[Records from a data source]
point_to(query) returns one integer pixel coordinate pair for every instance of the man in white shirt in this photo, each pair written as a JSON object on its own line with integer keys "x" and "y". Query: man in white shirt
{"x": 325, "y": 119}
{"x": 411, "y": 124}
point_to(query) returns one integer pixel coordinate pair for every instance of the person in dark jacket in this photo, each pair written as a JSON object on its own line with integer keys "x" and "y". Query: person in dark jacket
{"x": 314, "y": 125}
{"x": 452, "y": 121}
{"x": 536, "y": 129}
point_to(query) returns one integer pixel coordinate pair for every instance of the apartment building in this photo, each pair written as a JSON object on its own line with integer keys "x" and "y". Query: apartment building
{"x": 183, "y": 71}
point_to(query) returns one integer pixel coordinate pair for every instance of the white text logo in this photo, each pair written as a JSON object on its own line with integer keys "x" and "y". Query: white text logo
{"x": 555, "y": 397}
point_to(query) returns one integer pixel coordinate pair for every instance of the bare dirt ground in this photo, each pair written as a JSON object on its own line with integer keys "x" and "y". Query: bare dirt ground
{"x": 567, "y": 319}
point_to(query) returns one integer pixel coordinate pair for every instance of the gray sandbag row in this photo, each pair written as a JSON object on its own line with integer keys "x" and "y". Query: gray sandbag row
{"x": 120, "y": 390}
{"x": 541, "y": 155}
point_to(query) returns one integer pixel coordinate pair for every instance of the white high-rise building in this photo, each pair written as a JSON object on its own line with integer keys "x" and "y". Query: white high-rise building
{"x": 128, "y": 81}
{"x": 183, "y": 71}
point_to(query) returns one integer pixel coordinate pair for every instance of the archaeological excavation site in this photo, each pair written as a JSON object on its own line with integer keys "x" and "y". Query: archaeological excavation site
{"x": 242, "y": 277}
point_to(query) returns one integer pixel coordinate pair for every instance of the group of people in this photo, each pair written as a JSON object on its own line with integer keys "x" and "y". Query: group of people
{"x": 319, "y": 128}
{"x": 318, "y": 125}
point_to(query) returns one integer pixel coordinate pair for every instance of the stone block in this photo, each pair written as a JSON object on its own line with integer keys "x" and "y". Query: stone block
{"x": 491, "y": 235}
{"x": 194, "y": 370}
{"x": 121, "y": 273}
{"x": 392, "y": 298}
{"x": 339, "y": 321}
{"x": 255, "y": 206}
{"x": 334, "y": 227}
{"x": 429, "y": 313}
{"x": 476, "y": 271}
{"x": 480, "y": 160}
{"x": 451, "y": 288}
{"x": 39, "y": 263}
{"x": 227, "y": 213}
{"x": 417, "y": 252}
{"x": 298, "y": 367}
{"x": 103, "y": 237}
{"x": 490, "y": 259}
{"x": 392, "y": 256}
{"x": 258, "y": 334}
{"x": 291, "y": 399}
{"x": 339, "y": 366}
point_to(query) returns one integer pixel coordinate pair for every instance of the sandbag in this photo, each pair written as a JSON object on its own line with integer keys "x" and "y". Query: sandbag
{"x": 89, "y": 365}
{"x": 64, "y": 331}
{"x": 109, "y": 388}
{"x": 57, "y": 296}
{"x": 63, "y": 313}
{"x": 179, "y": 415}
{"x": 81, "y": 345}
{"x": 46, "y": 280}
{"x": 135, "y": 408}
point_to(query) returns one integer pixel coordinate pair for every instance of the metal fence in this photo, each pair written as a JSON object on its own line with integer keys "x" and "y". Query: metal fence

The request -
Output only the lines from the one holding "Query: stone block" through the last line above, exactly as they appear.

Output below -
point_to(query) returns one integer pixel coordinate pair for every instance of the stone block in this photo, each pair written as a JSON object on its own line with integer keys "x" and "y". Query: stone block
{"x": 491, "y": 235}
{"x": 194, "y": 370}
{"x": 121, "y": 273}
{"x": 392, "y": 298}
{"x": 339, "y": 321}
{"x": 255, "y": 206}
{"x": 334, "y": 227}
{"x": 429, "y": 313}
{"x": 476, "y": 271}
{"x": 480, "y": 160}
{"x": 451, "y": 288}
{"x": 39, "y": 263}
{"x": 227, "y": 213}
{"x": 417, "y": 252}
{"x": 298, "y": 367}
{"x": 103, "y": 237}
{"x": 490, "y": 259}
{"x": 392, "y": 256}
{"x": 258, "y": 334}
{"x": 291, "y": 399}
{"x": 339, "y": 366}
point_to(query) returns one integer pixel coordinate pair for every instance of the sandbag in this photo, each pair written as a JSON object on its own line with integer keys "x" and "y". Query: sandbag
{"x": 89, "y": 365}
{"x": 64, "y": 331}
{"x": 109, "y": 388}
{"x": 57, "y": 296}
{"x": 63, "y": 313}
{"x": 179, "y": 415}
{"x": 81, "y": 345}
{"x": 46, "y": 280}
{"x": 135, "y": 408}
point_to(query) returns one integer pixel coordinate pair for every instance of the metal fence in this photo, each pair written as a JSON object on its own line with integer keys "x" and "y". Query: metal fence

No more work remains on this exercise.